Exercise goal: Show each line of the items below that contains the string "front". Case counts.

Dataset entries:
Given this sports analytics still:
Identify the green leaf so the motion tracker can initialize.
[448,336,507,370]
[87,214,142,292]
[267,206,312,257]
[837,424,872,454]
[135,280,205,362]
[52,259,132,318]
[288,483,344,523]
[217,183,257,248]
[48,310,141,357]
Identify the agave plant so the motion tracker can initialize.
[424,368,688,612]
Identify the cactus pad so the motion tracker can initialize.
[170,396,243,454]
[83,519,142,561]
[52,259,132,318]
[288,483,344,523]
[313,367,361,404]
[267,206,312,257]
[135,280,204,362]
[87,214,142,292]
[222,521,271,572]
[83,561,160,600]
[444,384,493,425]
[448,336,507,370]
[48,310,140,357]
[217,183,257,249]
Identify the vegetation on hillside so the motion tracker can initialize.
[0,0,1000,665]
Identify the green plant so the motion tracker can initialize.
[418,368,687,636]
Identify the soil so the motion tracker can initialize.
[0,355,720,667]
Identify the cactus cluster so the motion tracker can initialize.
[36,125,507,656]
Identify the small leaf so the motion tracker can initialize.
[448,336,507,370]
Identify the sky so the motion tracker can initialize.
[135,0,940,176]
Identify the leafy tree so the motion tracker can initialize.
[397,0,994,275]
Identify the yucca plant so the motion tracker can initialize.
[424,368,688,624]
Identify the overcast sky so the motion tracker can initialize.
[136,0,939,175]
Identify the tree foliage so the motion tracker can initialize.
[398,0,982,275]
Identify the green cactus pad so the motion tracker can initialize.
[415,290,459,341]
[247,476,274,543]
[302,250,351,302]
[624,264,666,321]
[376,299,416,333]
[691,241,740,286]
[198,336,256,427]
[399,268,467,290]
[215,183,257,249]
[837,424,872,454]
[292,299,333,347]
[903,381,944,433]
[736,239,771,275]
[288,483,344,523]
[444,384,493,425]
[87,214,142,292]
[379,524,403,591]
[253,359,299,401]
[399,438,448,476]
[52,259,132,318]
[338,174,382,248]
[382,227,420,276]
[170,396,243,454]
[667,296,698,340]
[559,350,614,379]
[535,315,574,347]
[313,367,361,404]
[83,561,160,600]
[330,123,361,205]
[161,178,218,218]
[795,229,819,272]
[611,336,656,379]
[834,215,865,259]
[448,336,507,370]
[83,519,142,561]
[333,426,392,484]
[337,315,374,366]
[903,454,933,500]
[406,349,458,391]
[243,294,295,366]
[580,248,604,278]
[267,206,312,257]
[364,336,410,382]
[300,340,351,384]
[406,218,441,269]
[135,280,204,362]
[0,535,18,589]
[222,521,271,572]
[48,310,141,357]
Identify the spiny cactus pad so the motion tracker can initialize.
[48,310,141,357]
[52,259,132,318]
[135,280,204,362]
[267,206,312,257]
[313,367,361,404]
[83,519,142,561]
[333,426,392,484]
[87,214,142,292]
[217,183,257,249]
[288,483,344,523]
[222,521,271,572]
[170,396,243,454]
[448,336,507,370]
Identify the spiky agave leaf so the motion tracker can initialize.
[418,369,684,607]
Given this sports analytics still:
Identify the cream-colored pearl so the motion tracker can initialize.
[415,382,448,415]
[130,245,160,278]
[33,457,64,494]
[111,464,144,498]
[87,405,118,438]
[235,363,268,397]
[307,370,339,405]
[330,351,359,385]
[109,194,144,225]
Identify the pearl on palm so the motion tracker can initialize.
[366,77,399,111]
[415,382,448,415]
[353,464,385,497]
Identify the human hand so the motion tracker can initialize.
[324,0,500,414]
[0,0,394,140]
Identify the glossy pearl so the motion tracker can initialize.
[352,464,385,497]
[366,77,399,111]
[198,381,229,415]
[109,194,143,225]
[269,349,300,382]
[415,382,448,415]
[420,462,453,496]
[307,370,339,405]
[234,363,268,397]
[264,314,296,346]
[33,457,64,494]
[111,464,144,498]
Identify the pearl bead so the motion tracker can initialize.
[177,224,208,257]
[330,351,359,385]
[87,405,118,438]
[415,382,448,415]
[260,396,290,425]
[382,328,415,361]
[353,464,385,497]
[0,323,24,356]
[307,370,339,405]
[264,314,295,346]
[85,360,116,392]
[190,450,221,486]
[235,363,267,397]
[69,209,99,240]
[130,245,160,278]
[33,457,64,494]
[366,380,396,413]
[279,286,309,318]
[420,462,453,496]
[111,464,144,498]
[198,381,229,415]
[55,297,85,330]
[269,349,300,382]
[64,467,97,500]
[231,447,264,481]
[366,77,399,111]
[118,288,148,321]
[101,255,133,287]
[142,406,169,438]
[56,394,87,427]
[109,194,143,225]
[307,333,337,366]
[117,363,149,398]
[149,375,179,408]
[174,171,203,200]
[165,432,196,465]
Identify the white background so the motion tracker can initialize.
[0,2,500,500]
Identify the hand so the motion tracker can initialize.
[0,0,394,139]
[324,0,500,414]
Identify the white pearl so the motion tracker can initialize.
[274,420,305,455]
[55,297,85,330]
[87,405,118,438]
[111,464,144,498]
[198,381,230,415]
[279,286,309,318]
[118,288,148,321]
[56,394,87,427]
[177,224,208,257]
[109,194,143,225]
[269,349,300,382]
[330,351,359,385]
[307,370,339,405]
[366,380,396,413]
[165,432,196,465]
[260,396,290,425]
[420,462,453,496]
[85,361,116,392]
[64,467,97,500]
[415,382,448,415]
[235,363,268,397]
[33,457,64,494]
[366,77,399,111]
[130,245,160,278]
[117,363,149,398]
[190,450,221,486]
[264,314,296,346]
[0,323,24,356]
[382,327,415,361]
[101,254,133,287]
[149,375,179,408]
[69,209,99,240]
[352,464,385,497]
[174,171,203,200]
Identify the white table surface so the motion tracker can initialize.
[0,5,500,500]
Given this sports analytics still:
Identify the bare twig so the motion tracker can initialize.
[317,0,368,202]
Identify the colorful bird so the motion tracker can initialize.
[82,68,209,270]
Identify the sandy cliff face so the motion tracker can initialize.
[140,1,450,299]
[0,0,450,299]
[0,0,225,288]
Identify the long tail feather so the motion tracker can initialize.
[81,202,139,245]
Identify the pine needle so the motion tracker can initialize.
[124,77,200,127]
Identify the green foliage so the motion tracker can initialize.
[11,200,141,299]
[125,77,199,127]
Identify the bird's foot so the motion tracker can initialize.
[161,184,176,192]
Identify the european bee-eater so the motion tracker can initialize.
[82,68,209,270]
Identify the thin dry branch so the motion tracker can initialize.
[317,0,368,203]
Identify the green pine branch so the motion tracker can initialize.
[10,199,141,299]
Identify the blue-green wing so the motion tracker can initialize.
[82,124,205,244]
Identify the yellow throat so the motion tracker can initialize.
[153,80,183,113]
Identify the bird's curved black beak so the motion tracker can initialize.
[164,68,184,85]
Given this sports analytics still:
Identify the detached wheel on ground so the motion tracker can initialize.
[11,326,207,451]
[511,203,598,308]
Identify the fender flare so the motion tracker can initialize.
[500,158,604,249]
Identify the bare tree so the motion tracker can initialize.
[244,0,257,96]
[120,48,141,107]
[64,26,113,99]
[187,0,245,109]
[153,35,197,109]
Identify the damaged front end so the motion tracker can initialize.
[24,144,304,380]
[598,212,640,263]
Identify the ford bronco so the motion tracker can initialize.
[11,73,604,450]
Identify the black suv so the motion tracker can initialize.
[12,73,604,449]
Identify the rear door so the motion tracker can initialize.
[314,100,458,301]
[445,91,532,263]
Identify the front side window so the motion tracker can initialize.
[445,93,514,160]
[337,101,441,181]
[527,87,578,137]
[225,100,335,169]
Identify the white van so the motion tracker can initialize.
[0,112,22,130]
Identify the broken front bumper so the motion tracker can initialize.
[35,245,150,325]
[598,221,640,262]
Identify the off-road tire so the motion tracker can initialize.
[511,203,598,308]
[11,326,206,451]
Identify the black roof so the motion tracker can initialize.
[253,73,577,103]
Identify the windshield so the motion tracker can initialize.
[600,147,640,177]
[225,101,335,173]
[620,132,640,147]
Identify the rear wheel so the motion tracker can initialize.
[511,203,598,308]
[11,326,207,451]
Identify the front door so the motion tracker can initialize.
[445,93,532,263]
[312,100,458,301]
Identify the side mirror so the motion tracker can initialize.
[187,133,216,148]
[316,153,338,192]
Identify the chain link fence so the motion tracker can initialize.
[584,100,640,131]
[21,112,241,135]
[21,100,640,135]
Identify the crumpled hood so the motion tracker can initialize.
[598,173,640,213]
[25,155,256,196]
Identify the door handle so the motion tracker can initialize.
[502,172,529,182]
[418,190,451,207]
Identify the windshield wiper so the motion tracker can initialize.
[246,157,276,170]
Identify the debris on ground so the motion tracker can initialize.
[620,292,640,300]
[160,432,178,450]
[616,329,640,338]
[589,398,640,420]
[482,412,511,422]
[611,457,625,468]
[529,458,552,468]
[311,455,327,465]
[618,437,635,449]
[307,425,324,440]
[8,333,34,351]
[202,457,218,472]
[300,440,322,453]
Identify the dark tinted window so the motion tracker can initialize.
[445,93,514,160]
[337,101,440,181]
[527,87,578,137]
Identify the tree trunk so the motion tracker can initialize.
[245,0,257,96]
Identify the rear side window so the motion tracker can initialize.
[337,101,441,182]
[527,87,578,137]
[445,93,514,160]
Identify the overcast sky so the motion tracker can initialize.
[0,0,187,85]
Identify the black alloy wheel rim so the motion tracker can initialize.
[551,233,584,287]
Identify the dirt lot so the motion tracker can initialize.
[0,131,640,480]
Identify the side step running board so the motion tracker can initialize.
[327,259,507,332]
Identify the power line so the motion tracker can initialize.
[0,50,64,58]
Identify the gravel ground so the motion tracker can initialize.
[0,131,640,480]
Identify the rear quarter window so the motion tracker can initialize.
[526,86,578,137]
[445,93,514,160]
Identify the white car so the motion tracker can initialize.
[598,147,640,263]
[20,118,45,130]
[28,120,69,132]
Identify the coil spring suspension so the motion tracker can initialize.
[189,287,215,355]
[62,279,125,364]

Complete response:
Identify the damaged front end so the motion tracker can initialize.
Identify the front side window so the motion tracker can initialize.
Identify the broken front bumper so the motion tracker can initialize.
Identify the front door so the motion tracker can initialize.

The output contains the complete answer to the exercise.